[Soal A]:
Ubah bagian kutipan tentang Kota Belinyu, mulai dari "Letaknya yang terlindung" dan berakhir pada "perairan Selat Malaka.", dengan mengganti "Teluk Klabat" menjadi "Teluk Kelabat".

[Kutipan yang Diberikan]:
+-------+
Pendahuluan
Kota Belinyu terletak di ujung utara Pulau Bangka.
Letaknya yang terlindung oleh sebuah teluk, yaitu Teluk Klabat membuat
posisinya cukup potensial untuk dijadikan kota
pelabuhan yang termasuk dalam jalur pelayaran di perairan Selat Malaka.
Data sejarah menyebutkan bahwa Pulau Bangka merupakan bagian dari wilayah Kesultanan Palembang
Darussalam. Meskipun demikian berdasarkan data arkeologi menunjukan bahwa
pemukiman di Pulau Bangka telah ada sejak abad ke-6 M. Hal ini terbukti dengan
ditemukannya arca Visnu di Situs Kota Kapur dan didukung juga dengan hasil
analisis arang dari situs yang sama yang menunjukkan pertanggalan absolut tahun
552 M.
Timah pertama kali ditemukan di Pulau Bangka pada awal
abad ke-18 M. Sejak dimulainya penambangan timah di pulau tersebut banyak
pedagang-pedagang mancanegara yang menjadikan timah sebagai salah satu komoditi
dagang mereka. Pada awalnya perdagangan timah di Pulau Bangka dikuasai oleh
Kesultanan Palembang Darussalam, tetapi sejak VOC memegang monopoli perdagangan
di wilayah tersebut, Kesultanan Palembang Darussalam hanya mendapat hak
pengawasan karena semua hasil penambangan harus dijual kepada pihak VOC.
Tingginya permintaan komoditi dagang ini membuat banyak dibukanya lokasi-lokasi penambangan timah baru. Seiring dengan pembukaan lokasi baru tersebut mengakibatkan banyak dibutuhkan juga tenaga kerja di bidang tersebut. Dikarenakan hal ini banyak kelompok-kelompok etnis yang berasal dari luar Pulau Bangka yang bermigrasi ke wilayah tersebut untuk menjadi pekerja tambang antara lain kelompok etnis Cina.
+-------+
[Data yang Diberikan]:
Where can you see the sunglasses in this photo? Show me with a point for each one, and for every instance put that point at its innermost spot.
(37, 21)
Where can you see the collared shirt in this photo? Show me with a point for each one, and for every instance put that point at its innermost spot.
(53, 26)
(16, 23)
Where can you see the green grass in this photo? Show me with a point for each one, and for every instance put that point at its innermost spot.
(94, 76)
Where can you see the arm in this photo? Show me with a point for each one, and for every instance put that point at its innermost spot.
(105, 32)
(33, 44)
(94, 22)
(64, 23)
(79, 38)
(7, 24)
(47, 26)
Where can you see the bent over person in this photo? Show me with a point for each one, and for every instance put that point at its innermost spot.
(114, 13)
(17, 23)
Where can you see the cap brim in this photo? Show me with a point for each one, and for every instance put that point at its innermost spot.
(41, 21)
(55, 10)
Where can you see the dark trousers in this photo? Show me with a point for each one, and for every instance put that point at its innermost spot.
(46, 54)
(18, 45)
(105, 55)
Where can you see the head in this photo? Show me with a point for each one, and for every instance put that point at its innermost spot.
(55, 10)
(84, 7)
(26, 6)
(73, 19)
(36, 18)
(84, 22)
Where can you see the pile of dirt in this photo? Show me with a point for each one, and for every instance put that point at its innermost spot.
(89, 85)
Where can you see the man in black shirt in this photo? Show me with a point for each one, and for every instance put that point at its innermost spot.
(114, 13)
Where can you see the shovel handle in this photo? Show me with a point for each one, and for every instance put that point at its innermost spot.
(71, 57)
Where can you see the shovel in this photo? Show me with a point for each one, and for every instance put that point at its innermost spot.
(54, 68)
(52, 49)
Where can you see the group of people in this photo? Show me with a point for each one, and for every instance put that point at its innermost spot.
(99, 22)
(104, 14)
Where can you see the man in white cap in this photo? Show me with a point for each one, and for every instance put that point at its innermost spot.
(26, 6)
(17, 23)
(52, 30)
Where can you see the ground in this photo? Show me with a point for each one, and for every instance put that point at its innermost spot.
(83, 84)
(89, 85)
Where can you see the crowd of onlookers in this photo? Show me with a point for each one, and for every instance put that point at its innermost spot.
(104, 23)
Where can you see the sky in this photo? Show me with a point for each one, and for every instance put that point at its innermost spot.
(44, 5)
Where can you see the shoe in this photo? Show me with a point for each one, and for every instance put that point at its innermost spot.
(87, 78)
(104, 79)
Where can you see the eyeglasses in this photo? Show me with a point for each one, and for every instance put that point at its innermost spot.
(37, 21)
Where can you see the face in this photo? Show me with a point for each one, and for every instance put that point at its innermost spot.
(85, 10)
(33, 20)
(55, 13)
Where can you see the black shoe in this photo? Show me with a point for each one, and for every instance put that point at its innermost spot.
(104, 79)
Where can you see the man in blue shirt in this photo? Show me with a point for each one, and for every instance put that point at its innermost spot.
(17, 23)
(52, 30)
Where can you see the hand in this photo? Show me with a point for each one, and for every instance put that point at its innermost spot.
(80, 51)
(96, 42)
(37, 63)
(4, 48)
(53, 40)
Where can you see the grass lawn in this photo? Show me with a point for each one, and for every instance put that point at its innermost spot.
+-------+
[Soal B]:
Hitung berapa baris dalam entri di atas yang memuat kata "shirt", dengan membedakan huruf besar dan kecil. Tuliskan angkanya saja.

[Jawaban Akhir A]:
Letaknya yang terlindung oleh sebuah teluk, yaitu Teluk Kelabat membuat
posisinya cukup potensial untuk dijadikan kota
pelabuhan yang termasuk dalam jalur pelayaran di perairan Selat Malaka.

[Jawaban Akhir B]:
3